EXERCISE: Every entry should come back exactly as written, minus the pictures.

INPUT MATERIAL:

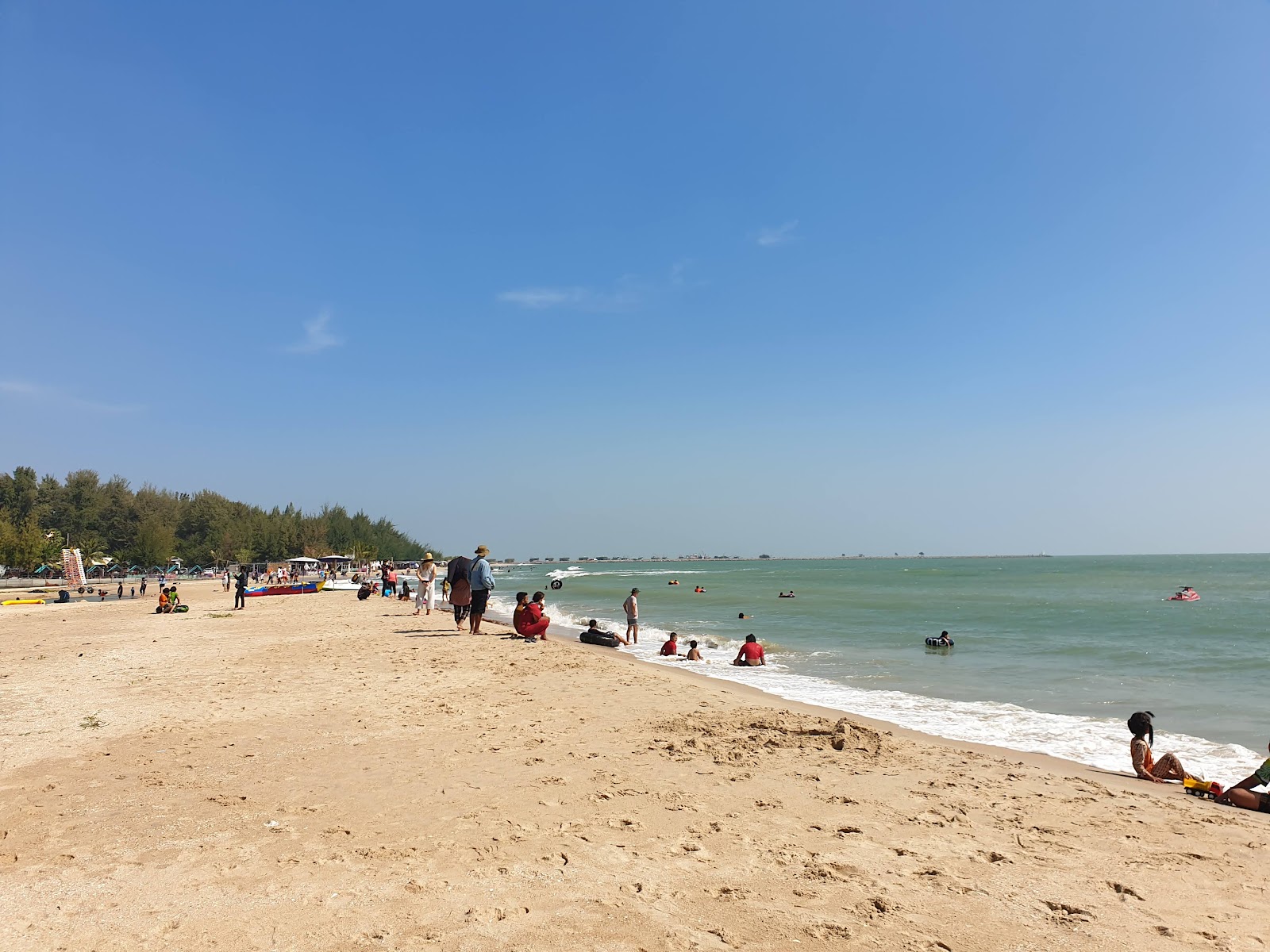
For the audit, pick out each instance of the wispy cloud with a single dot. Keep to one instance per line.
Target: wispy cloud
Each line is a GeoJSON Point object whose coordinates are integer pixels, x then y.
{"type": "Point", "coordinates": [778, 235]}
{"type": "Point", "coordinates": [624, 296]}
{"type": "Point", "coordinates": [318, 336]}
{"type": "Point", "coordinates": [57, 397]}
{"type": "Point", "coordinates": [541, 298]}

ANSWER FOR THE TASK:
For the audit, pick out each instance of the wispy cloud with a single dot. Keep to one instance per line.
Target: wispy cloud
Each line is a GeoJSON Point object whose coordinates are integer pixels, x then y.
{"type": "Point", "coordinates": [778, 235]}
{"type": "Point", "coordinates": [624, 296]}
{"type": "Point", "coordinates": [318, 336]}
{"type": "Point", "coordinates": [57, 397]}
{"type": "Point", "coordinates": [541, 298]}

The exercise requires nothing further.